Point localization data
▬▬▬
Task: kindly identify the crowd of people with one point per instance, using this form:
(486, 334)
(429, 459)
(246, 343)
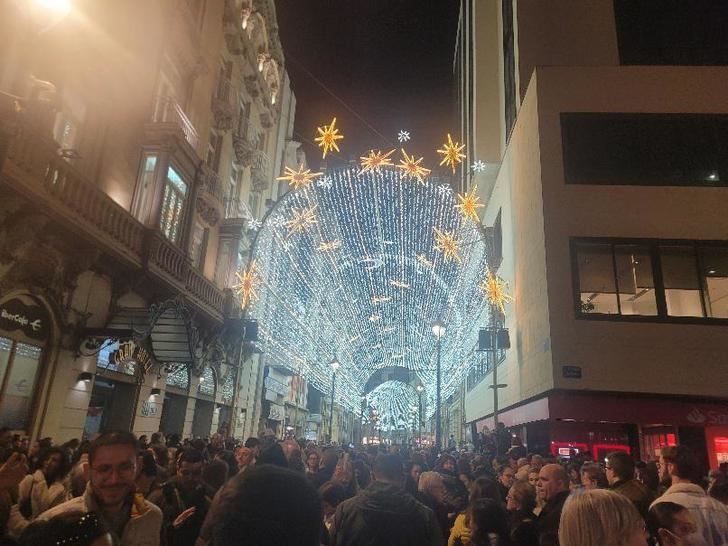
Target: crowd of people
(123, 490)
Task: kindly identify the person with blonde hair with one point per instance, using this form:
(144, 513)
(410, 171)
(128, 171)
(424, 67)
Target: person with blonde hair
(598, 517)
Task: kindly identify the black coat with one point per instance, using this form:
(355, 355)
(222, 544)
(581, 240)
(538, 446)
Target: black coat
(548, 520)
(384, 515)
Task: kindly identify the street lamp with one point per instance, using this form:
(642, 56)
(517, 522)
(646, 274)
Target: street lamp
(335, 365)
(419, 388)
(438, 328)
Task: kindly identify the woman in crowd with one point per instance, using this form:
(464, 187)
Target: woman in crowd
(520, 503)
(40, 491)
(598, 517)
(482, 488)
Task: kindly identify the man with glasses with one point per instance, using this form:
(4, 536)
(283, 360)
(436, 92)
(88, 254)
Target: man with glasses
(184, 500)
(110, 493)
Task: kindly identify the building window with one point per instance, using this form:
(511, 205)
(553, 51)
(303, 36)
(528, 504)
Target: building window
(645, 149)
(175, 193)
(673, 32)
(19, 367)
(661, 279)
(145, 187)
(198, 246)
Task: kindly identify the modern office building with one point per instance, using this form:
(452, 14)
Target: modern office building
(605, 124)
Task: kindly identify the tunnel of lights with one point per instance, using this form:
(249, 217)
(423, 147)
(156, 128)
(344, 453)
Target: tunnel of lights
(360, 280)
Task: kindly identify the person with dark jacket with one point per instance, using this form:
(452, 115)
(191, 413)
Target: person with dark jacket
(553, 482)
(384, 514)
(184, 500)
(621, 477)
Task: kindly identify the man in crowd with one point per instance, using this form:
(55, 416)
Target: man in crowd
(553, 485)
(183, 500)
(384, 513)
(710, 515)
(620, 475)
(110, 493)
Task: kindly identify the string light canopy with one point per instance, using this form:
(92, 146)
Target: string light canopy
(352, 269)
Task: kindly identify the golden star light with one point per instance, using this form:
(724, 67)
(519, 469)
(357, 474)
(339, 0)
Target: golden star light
(413, 167)
(469, 204)
(452, 153)
(300, 178)
(301, 220)
(374, 160)
(247, 285)
(328, 135)
(446, 243)
(495, 290)
(328, 246)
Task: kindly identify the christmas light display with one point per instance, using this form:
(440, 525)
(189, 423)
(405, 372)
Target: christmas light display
(413, 167)
(354, 270)
(469, 204)
(328, 135)
(495, 290)
(452, 153)
(299, 178)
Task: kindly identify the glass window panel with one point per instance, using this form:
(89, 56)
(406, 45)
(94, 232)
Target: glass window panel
(680, 277)
(16, 401)
(596, 278)
(635, 280)
(207, 385)
(6, 347)
(715, 278)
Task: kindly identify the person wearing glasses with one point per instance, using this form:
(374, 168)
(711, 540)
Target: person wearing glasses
(111, 493)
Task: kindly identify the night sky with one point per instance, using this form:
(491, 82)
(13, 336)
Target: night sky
(391, 61)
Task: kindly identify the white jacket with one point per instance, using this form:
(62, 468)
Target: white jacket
(41, 496)
(710, 516)
(143, 529)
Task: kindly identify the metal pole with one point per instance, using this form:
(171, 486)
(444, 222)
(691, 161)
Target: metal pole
(438, 424)
(331, 409)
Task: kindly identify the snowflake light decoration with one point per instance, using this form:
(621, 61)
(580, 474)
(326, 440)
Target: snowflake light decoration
(300, 178)
(446, 243)
(479, 166)
(413, 167)
(451, 153)
(247, 285)
(375, 160)
(469, 204)
(495, 290)
(328, 135)
(301, 220)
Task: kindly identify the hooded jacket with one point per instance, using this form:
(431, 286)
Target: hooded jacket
(385, 515)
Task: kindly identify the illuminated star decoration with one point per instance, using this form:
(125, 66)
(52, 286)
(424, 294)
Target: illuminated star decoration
(452, 153)
(413, 167)
(301, 220)
(495, 290)
(247, 286)
(328, 246)
(374, 160)
(469, 204)
(446, 243)
(328, 135)
(479, 166)
(300, 178)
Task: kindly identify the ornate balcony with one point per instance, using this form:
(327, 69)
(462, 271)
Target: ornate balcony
(33, 168)
(224, 105)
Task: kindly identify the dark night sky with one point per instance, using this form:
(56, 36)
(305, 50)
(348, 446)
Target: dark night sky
(389, 60)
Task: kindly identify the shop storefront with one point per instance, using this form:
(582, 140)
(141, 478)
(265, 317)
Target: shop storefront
(565, 423)
(24, 335)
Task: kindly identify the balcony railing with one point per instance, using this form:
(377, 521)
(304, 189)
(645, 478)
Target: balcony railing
(168, 111)
(33, 167)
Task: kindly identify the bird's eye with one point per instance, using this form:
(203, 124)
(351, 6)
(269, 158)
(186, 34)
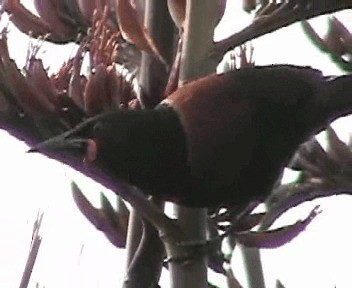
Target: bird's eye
(98, 128)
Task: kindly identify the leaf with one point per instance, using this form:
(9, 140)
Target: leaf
(277, 237)
(134, 31)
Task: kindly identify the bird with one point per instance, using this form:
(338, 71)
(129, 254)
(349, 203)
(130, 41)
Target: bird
(221, 140)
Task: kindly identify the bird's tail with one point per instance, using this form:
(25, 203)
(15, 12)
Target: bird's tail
(337, 96)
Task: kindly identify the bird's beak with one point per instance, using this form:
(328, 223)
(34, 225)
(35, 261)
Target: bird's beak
(61, 143)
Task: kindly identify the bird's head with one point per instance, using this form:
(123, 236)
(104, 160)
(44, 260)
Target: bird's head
(106, 136)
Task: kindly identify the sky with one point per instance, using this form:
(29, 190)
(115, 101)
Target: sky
(74, 254)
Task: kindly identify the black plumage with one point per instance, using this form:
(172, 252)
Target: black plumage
(220, 140)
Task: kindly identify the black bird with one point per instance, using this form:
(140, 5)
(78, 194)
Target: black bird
(217, 141)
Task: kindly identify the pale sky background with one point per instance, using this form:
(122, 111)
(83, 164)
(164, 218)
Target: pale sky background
(74, 254)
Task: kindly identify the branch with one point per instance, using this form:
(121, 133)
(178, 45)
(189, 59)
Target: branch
(277, 15)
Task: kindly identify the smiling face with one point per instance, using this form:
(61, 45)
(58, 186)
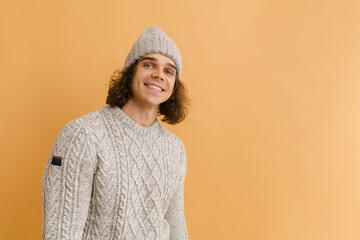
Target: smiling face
(153, 80)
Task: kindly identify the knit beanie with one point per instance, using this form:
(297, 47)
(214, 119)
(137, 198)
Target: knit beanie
(154, 40)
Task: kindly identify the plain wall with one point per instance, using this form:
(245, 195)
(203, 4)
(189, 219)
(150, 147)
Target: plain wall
(273, 136)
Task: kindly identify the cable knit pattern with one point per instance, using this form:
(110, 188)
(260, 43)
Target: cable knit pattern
(117, 180)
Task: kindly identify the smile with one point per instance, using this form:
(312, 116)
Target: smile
(154, 87)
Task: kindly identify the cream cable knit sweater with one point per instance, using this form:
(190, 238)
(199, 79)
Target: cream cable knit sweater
(109, 178)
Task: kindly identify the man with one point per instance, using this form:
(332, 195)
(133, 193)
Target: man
(117, 173)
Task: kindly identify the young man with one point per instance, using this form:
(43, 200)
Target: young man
(117, 173)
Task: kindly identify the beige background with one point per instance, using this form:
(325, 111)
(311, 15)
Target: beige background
(273, 137)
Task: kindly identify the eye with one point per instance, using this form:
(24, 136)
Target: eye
(148, 65)
(169, 72)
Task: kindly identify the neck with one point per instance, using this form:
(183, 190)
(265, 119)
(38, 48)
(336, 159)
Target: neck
(142, 115)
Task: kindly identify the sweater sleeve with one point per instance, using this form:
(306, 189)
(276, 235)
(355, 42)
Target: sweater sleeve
(175, 214)
(67, 184)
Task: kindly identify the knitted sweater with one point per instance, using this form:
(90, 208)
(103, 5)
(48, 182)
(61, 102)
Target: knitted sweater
(109, 178)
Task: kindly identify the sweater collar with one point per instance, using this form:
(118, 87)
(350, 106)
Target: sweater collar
(124, 120)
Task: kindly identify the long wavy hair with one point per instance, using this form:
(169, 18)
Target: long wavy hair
(173, 111)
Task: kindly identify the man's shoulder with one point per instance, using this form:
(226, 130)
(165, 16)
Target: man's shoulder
(87, 122)
(172, 138)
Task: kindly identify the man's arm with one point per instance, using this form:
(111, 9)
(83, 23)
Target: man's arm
(67, 184)
(175, 214)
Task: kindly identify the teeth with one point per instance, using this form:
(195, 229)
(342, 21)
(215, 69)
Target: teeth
(155, 87)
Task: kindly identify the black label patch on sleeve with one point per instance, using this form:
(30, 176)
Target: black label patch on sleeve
(56, 161)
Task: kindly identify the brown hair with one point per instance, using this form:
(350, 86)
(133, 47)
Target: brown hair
(174, 110)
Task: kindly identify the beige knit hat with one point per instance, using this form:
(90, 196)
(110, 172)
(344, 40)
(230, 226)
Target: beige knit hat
(154, 40)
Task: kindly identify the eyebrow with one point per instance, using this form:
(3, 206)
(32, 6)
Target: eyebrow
(156, 60)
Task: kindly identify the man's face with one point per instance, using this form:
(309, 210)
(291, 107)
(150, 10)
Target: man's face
(153, 80)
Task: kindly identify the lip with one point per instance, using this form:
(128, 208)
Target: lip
(157, 85)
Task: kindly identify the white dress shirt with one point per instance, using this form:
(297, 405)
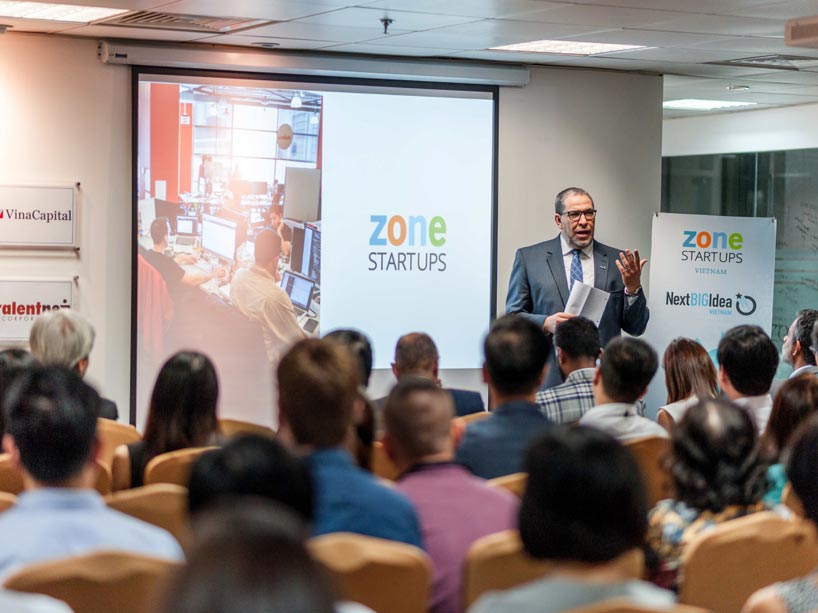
▬▬▬
[TASK DETAILS]
Leave out the pictures, and please output only the lines from the line that contains "Task: kindly identify the eyebrow" through the end of the data, both ends included.

[RESULT OF THE TASK]
Task: kindly identify the eyebrow with one point per instance, using this form:
(3, 206)
(32, 6)
Target: eyebrow
(156, 60)
Task: kindly identify the man's face with one point per instance, using this form:
(309, 210)
(291, 107)
(150, 10)
Target: man's face
(153, 80)
Task: kindly identify the lip with one point per instance, using this form:
(128, 208)
Target: lip
(157, 85)
Task: kindly identify the white dress shirt with one point per instance, using this form:
(297, 405)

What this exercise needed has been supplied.